» Records from a data source:
-------
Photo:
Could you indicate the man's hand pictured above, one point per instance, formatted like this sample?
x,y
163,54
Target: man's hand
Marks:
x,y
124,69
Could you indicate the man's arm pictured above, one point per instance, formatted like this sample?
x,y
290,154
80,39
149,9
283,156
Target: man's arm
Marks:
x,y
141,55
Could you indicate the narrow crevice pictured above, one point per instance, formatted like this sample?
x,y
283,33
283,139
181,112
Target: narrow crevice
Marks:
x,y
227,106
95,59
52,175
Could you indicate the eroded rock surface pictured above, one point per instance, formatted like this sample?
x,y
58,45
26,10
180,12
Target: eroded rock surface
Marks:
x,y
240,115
-------
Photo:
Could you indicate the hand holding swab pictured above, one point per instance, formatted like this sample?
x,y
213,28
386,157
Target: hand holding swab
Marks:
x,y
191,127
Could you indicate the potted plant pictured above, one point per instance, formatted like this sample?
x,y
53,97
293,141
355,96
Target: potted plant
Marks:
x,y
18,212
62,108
-------
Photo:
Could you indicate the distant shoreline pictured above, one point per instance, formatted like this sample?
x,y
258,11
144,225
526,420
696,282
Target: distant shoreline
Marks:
-------
» What needs to be done: How many lines in the records above contain the word "rock"? Reply with the number and nothing more.

» Exercise output: 2